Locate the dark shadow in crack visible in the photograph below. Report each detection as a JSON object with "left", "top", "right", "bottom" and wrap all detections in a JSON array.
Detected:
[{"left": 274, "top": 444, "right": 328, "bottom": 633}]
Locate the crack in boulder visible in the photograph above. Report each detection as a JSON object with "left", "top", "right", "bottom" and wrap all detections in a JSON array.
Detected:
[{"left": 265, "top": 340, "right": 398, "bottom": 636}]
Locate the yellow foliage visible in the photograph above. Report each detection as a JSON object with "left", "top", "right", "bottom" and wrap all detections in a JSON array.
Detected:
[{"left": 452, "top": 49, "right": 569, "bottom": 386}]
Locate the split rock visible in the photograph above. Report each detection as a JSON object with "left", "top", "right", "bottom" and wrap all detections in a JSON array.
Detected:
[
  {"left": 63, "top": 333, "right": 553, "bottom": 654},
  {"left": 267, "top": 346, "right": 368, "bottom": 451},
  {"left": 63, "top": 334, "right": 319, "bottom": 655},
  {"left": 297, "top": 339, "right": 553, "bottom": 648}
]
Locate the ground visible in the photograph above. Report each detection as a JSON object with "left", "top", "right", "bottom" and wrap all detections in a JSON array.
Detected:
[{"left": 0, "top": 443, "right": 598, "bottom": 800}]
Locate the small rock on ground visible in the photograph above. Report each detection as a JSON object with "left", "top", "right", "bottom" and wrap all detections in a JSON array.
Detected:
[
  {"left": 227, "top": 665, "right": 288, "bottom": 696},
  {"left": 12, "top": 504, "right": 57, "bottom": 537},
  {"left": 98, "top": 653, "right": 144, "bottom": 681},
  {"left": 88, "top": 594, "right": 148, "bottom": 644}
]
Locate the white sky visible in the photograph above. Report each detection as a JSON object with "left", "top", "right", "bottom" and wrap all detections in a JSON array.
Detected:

────────────────────

This exercise calls for every record above to be written out again exactly.

» EXPECTED OUTPUT
Locate the dark shadow in crack visible in the photograph below. Report each detection as a JSON object with "left", "top", "right", "bottom" and wrap all detections in a JSON array.
Detected:
[{"left": 274, "top": 444, "right": 328, "bottom": 633}]
Locate the crack in boulder visible in the photograph above. Report each detection as a JSON object with "left", "top", "right", "bottom" and wrap all detections in a JSON array.
Detected:
[{"left": 265, "top": 340, "right": 398, "bottom": 636}]
Locate the yellow foliage visible in the photograph above. Report each detection as a JSON object with "left", "top", "right", "bottom" and wrap all detections in a JSON array.
Detected:
[{"left": 452, "top": 49, "right": 569, "bottom": 386}]
Locate the split rock visible in the photograph above. Report each detection as a JSON object with "left", "top", "right", "bottom" and wrap all detections in a JSON array.
Detected:
[
  {"left": 63, "top": 333, "right": 553, "bottom": 654},
  {"left": 267, "top": 346, "right": 368, "bottom": 451},
  {"left": 63, "top": 334, "right": 319, "bottom": 655},
  {"left": 297, "top": 339, "right": 553, "bottom": 648}
]
Locate the ground visible in the photograph above. Report each detection as a JSON object with "left", "top", "right", "bottom" and wrap all detections in a JSON array.
Detected:
[{"left": 0, "top": 443, "right": 598, "bottom": 800}]
Locate the small rock on ground visible in the photograph above. Report each detection as a JSON object with "left", "top", "right", "bottom" and wrap all detections in a JSON array.
Detected:
[
  {"left": 227, "top": 665, "right": 288, "bottom": 696},
  {"left": 12, "top": 504, "right": 57, "bottom": 537},
  {"left": 98, "top": 653, "right": 144, "bottom": 681},
  {"left": 88, "top": 594, "right": 148, "bottom": 644}
]
Locate the white sky visible in the photograph above. Report each detection as a JSON object with "left", "top", "right", "bottom" and wrap all detections in a JSON array.
Detected:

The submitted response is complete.